##### Quoted passage

The Alpine mic is quite good. Much more than the factory Audi mic (yet coupled to a second background microphone if you have Bose) that was so awful in my car. People kept telling my voice sounded distant and canned. Not anymore with the Alpine mic. 

*Alternative*: You can also route the microphone cable through A-pillar up to the overhead light assembly on the ceiling, where the stock BT mic used to be, making the installation fully stealth. You could eventually let the old factory dual mic installed, and fit near it the Alpine mic into the unused space usually taken by the ultrasonic sensor in cars that have an alarm. Please note the original stock mic could not be reused since it has a different wiring and uses CAN bus. If you use the stock Alpine mic in that tight place, protect and maintain it with foam as any vibration transmitted to the mic would cause interference. You can also buy a microphone similar to the factory mic (in terms of length and shape) made by FISCON, except it has a 5-meter long cable with a 3.5mm jack connector. It fits in lieue of the factory mic inside the dome light:










As a matter of fact, the "Hey Siri" feature does not currently work. Saying it triggers Siri, but then she doesn't listen. Even if you pause or don't pause before telling the whole sentence. I think Apple will address this issue in a future iOS update. Anyway, there is that convenient dedicated physical Siri button on the head unit, so I don't bother.


----------



## flux_capacitor (Jan 9, 2015)

*CUSTOM ASHTRAY DOCK FOR iPHONE 5 / 5S / SE / 6 / 6s / 7*

About the custom ashtray dock for iPhone 6 / 6s / 7 available at Shapeways.com: it has been designed in a CAD-software with precise dimensions measured with a digital caliper, so it can perfectly fit in place of the ashtray and you can gently slide the iPhone inside. A similar one is also available for iPhone 5, 5s and SE.

##########
##### Data entries

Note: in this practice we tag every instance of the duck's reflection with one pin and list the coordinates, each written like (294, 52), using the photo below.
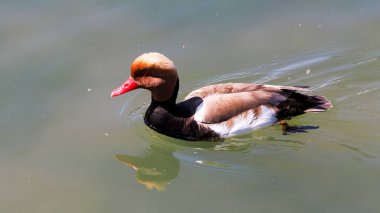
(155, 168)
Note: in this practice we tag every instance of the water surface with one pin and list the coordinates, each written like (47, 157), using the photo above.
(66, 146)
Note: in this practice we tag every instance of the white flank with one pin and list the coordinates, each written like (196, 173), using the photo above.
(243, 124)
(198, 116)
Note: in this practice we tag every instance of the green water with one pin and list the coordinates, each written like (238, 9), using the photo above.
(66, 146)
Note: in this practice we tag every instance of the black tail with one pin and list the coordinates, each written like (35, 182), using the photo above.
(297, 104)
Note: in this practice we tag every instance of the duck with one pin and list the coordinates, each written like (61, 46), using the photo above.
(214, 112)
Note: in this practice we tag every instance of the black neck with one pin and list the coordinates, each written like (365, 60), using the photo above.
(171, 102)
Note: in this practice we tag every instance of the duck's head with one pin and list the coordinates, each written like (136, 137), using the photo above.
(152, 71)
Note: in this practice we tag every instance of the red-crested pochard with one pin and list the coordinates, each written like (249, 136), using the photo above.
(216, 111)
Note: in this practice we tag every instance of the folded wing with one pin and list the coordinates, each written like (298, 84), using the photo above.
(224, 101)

##########

> _Problem set_
#1 In the car audio forum thread, why could the original stock mic not be reused?
#2 Carry the car audio forum thread on from its last sentence.
The rows aren't needed for this.

> _Answers_
#1 It has different wiring and uses CAN bus.

#2
To be complete, the dock needs an *Apple Lightning to 30-pin Adapter* ($29 on the Apple Store):










You fix the adapter with two drops of superglue on the back of the dock:










The adapter perfectly fits there and will remain stuck with two drops of SuperGlue. Then you connect a standard *Apple 30-pin to USB Cable* ($19 on the Apple Store. This way you can still remove and disconnect the dock in the future if you change you car or your phone.

Before installing the dock, first remove the old ashtray. You need to cut a little piece of plastic, about 1.5" long x 0.4" large, located under the ashtray (highlighted in red):










Doing so will NOT compromise the ashtray mechanism and you can remove the dock after and put the classic ashtray back if, for whatever reason, you'd want to change your setup again. You only have to cut two straight notches in the plastic, which is very thin by the way, so you can simply manually use a metal saw blade:










A few minutes later, the piece of plastic will be removed and it will look like in the following picture. Be careful to not cut the ashtray pop-up mechanism. It's better to keep it because it will still work if you decide to put the ashtray back in the future, and it also works with the ashtray dock that is designed to be fully compatible with it.










Remove the head unit on the dashboard and slip the Apple 30-pin to USB cable between the radio location and the ashtray, inside the center console. A metal wire or nylon fish tape cable puller can truly help you in that tight space.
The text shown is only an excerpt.